— Start of RECORDS FOR THE TASK —

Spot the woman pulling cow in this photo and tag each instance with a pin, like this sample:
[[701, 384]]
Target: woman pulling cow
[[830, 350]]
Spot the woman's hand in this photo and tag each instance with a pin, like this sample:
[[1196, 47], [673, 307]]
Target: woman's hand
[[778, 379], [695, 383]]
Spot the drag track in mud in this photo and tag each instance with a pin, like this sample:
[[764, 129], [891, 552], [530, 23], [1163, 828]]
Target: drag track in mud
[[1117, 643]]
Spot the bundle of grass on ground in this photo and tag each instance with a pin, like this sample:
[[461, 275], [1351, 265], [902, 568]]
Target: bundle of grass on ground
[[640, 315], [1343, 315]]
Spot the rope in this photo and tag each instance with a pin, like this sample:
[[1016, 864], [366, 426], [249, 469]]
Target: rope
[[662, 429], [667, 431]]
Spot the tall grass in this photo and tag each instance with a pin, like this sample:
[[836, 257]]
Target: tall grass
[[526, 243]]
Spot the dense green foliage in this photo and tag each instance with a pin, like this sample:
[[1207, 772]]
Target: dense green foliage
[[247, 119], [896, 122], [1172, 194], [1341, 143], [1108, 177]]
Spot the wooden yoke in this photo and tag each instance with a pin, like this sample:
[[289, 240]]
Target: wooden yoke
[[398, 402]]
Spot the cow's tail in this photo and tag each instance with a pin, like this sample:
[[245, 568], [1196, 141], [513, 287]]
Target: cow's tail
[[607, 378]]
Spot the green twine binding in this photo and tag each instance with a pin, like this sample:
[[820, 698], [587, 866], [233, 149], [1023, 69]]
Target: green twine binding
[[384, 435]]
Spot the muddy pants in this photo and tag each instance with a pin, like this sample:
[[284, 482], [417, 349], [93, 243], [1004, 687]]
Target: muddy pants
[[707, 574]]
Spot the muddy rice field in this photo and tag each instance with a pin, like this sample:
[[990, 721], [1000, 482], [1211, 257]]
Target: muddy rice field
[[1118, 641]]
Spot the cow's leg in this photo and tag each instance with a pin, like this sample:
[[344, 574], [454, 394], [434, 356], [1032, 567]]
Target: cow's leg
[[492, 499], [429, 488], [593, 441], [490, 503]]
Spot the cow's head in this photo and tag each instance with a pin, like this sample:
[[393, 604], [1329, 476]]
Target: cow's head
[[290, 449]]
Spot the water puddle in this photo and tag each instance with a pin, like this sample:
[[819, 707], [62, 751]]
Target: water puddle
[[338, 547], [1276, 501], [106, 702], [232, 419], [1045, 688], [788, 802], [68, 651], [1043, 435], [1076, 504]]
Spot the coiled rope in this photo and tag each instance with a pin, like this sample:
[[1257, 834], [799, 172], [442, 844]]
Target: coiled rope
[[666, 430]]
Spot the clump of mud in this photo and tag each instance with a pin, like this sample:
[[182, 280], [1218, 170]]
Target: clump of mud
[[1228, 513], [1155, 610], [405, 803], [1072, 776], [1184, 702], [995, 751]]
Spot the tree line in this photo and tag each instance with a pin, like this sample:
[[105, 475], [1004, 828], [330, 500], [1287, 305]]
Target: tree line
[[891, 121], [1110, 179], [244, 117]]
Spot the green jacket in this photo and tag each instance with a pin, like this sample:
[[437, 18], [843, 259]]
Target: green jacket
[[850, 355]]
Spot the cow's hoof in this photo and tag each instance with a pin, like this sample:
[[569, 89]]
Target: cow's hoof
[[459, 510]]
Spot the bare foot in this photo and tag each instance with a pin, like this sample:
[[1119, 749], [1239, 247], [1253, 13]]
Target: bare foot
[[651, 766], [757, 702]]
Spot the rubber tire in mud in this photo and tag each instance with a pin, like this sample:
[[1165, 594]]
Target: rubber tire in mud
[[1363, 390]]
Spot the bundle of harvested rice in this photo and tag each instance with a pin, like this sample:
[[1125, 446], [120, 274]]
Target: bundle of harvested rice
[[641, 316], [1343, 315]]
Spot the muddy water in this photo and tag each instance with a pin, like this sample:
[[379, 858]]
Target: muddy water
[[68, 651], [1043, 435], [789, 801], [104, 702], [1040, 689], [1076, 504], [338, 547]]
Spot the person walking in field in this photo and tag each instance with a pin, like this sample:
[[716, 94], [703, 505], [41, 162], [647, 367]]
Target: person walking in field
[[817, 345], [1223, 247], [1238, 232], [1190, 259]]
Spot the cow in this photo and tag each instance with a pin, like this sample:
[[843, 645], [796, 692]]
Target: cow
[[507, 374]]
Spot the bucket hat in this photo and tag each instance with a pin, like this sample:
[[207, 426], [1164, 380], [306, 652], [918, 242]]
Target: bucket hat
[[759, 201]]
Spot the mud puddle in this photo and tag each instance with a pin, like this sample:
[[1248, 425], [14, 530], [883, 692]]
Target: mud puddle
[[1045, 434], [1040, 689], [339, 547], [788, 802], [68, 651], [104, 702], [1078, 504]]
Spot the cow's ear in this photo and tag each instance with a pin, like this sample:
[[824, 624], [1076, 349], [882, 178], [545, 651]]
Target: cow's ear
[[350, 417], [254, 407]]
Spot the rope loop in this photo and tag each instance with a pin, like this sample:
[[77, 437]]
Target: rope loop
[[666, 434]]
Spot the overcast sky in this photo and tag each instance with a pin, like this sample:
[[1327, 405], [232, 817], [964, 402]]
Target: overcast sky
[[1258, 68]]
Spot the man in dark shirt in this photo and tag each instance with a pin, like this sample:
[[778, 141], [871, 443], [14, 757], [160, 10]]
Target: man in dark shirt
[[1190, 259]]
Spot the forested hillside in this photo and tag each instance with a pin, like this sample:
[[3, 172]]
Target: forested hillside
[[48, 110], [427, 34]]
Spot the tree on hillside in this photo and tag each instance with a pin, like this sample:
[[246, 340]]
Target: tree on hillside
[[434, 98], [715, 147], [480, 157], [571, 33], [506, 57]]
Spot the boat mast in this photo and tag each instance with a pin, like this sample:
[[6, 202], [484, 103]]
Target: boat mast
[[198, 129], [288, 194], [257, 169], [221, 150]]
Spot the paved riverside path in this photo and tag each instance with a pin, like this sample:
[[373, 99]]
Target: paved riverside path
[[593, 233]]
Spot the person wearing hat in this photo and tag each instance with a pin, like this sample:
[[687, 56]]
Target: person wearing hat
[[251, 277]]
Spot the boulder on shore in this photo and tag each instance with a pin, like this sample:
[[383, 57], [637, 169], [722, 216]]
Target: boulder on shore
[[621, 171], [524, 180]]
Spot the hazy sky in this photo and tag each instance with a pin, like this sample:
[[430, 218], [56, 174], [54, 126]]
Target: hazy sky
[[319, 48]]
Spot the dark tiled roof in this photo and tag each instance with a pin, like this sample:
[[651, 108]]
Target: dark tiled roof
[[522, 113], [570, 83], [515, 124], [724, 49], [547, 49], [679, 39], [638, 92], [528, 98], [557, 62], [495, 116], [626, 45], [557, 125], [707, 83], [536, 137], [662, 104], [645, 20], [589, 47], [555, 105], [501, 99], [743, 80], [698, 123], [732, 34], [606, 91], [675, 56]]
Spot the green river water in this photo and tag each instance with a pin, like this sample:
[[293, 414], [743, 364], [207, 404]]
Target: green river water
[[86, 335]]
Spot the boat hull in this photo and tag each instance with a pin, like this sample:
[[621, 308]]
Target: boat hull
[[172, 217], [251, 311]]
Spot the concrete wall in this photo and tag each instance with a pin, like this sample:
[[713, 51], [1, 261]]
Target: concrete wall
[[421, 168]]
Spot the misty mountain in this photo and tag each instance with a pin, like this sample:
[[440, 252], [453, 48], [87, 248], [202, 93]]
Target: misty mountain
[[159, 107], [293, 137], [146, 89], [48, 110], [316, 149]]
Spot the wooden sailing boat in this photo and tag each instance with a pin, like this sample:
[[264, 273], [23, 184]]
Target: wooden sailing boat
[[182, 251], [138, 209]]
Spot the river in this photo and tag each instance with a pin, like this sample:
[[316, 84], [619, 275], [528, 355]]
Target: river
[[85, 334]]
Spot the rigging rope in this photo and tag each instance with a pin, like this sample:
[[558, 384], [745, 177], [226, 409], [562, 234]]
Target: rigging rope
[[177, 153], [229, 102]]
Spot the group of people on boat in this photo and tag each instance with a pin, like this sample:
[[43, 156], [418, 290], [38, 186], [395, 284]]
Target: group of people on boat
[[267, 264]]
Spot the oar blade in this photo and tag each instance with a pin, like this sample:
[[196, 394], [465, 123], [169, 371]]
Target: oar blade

— End of RECORDS FOR THE TASK —

Put the lines starting at the one containing "Spot the coiled" and ending at the one containing "[[641, 316], [1343, 315]]" into a JSON list of strings, one string per line, with blank lines left out. Include both end lines and nothing outside them.

RESPONSE TO THIS TASK:
[
  "Spot the coiled rope in this photo and tag each instance with a pin, like this sample:",
  "[[1257, 834], [799, 172], [442, 844]]",
  "Target: coiled rope",
  "[[666, 430]]",
  "Spot the clump of mud in this photo and tag each instance with a pin, like this sample:",
  "[[182, 280], [1218, 170]]",
  "Target: clump of mud",
  "[[1228, 513], [1155, 610], [405, 803], [1072, 776], [1184, 702], [995, 751]]",
  "Spot the tree line in this photo and tag each instance with a pin, like this sample:",
  "[[105, 475], [1004, 828], [330, 500], [1287, 305]]",
  "Target: tree line",
  "[[891, 121], [1110, 179], [244, 117]]",
  "Spot the green jacket in this photo and tag each instance with a pin, like this sample:",
  "[[437, 18], [843, 259]]",
  "Target: green jacket",
  "[[850, 355]]",
  "Spot the cow's hoof in this photo and tag each instance with a pin, like this sample:",
  "[[569, 89]]",
  "Target: cow's hoof",
  "[[459, 510]]",
  "Spot the bare foot in this photo and tag each instance with a pin, like this sample:",
  "[[1119, 749], [1239, 247], [1253, 13]]",
  "Target: bare foot",
  "[[651, 766], [757, 702]]",
  "Spot the rubber tire in mud in this photo and tag each instance with a pin, like this sample:",
  "[[1165, 594]]",
  "Target: rubber tire in mud",
  "[[1363, 390]]",
  "Spot the bundle of harvested rice in this photo and tag each instance with a pin, like this sample:",
  "[[1125, 446], [120, 274]]",
  "Target: bundle of harvested rice",
  "[[641, 316], [1343, 315]]"
]